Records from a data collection
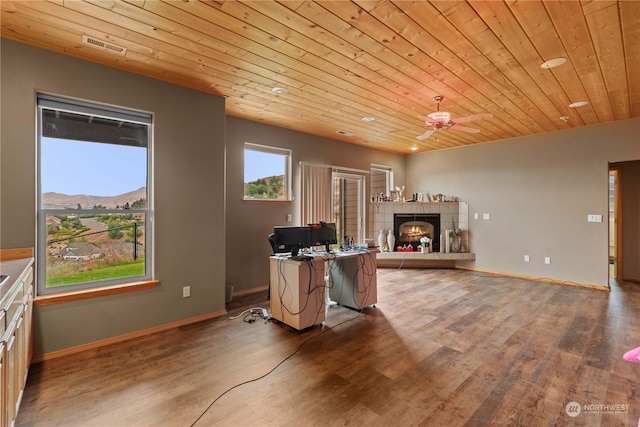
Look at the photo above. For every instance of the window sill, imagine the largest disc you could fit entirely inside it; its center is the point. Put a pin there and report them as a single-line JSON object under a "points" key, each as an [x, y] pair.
{"points": [[268, 200], [64, 297]]}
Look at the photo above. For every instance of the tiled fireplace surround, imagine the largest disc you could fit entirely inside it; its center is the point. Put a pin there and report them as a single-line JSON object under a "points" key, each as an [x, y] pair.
{"points": [[383, 212]]}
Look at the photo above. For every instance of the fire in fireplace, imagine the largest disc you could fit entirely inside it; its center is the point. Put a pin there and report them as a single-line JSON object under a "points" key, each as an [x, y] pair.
{"points": [[410, 228]]}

◆ Job
Copy the rows word for word, starting at the line that contains "Look at the photo above. For every instance of the tiled" and continuing through the end of the rows.

◆ Exercise answer
Look at the photo above. For every instance of the tiled fireplace surround, imagine the largest disc you could fit entirely inside it; its center is the point. Put a pin there and report them as a single-line JSON object under a "points" key, each as an [x, y] pair.
{"points": [[383, 212]]}
Look at the photo above. For every instance of the fire in fireplace, imagine the largest disc you could fit entirely inside it; its center is the point. Put a pin there and report them as a single-line JSON object under a "points" key, each as an [x, y] pair.
{"points": [[410, 228]]}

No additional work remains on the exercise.